#### Énoncé du problème
Recopiez mot pour mot le passage de l'extrait sur la fidélité qui va de « 2 hommes échangent » jusqu'à « servir… à Tahiti). » inclus.

#### Extrait du texte
■ ■ ■
2 hommes échangent sur le service qu’ils rendent à Dieu ; et la conclusion de l’un est de dire : « Nous servons le Seigneur chacun à notre manière : vous à la votre et moi… à la sienne ». Cela devrait être en tout cas notre désir et notre objectif, en prenant conscience qu’un certain aveuglement peut se nicher derrière nos motivations (pas évident d’affirmer que c’est le Seigneur qui m’appelle pour aller le servir… à Tahiti).
On peut traduire le mot fidélité par le mot foi. La qualité qui plaît au Seigneur est dans ce cas alors la confiance en lui. Il s’agit de compter sur lui (et non sur nous ou sur les autres en priorité) dans tous les domaines de la vie ; c’est le fait de regarder à lui, de fixer les regards sur lui, malgré les défaillances des autres, malgré les dangers et les circonstances contraires (le vent qui est fort, les vagues menaçantes, comme pour Pierre qui s’engage sur l’eau vers Jésus ; Mt 14), malgré les incompréhensions devant certaines règles à suivre dans sa Parole (comme pour Pierre quand après avoir péché toute la nuit sans rien avoir attrapé et qui obéit à l’ordre de Jésus : « Sur ta parole, je jetterai le filet » ; Lc 5).
Enfin (c’est la compréhension qu’en font certaines traductions), la fidélité montre que le serviteur est celui en qui on peut avoir confiance : le maître a vu qu’il pouvait compter sur lui ; il était fiable.
– Et il y a la qualité de l’amour, reconnue par le maître.
■ ■ ■
#### Données fournies
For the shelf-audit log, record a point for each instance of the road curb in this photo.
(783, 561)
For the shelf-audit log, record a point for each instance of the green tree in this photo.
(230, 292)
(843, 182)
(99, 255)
■ ■ ■
#### Solution du problème
2 hommes échangent sur le service qu’ils rendent à Dieu ; et la conclusion de l’un est de dire : « Nous servons le Seigneur chacun à notre manière : vous à la votre et moi… à la sienne ». Cela devrait être en tout cas notre désir et notre objectif, en prenant conscience qu’un certain aveuglement peut se nicher derrière nos motivations (pas évident d’affirmer que c’est le Seigneur qui m’appelle pour aller le servir… à Tahiti).